# [What you should do]
Please pull out each line of the records below that contains the string "tree", copying every such line in full. Matching is case-sensitive.

>> start

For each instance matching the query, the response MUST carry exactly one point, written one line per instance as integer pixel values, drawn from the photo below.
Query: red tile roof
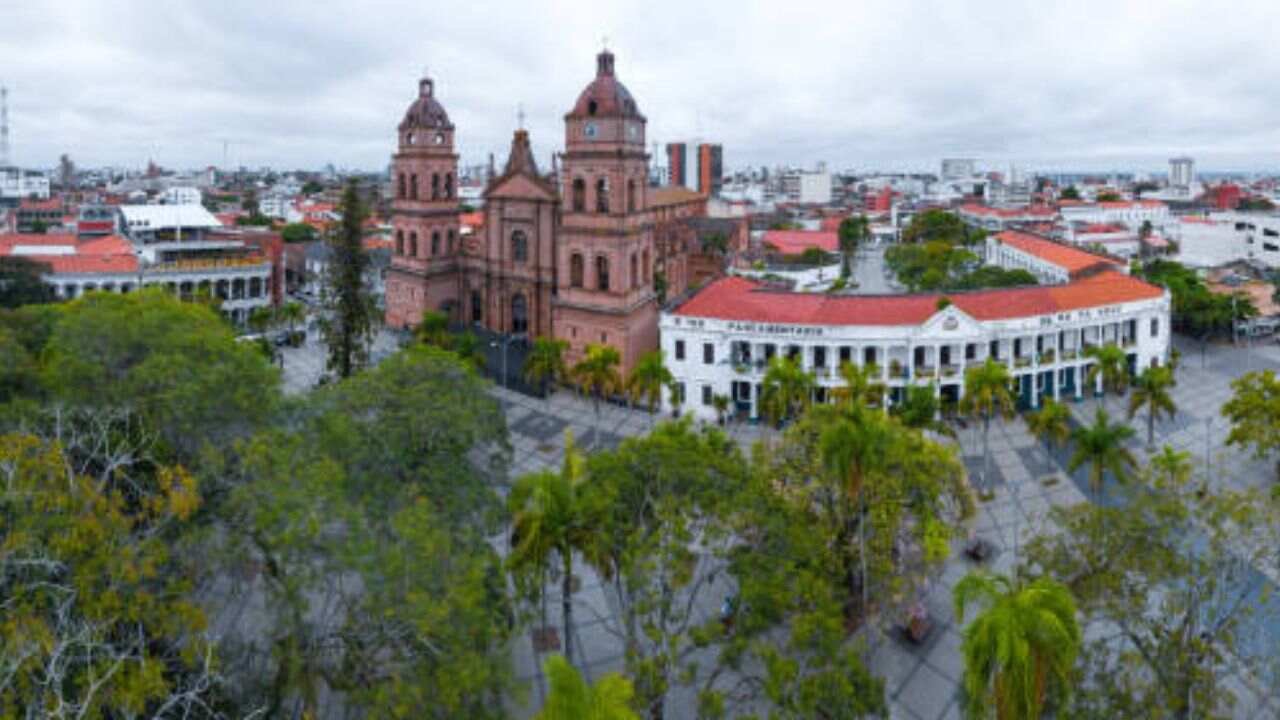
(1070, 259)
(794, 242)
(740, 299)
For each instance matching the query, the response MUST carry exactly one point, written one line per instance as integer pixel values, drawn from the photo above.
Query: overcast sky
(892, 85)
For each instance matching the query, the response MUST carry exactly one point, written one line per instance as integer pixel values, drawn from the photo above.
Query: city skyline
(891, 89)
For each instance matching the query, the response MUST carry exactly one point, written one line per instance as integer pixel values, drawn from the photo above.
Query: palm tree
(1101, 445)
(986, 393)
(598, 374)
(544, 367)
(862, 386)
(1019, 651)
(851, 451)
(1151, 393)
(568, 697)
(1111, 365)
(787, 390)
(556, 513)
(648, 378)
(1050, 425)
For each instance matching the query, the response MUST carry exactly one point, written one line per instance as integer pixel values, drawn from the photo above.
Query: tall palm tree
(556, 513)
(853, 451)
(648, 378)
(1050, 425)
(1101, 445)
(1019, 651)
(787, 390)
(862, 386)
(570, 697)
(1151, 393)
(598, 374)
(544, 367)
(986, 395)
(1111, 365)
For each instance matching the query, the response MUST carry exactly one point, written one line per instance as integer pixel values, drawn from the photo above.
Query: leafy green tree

>> end

# [In response]
Query: palm tree
Query: tall palm tree
Query: leafy green tree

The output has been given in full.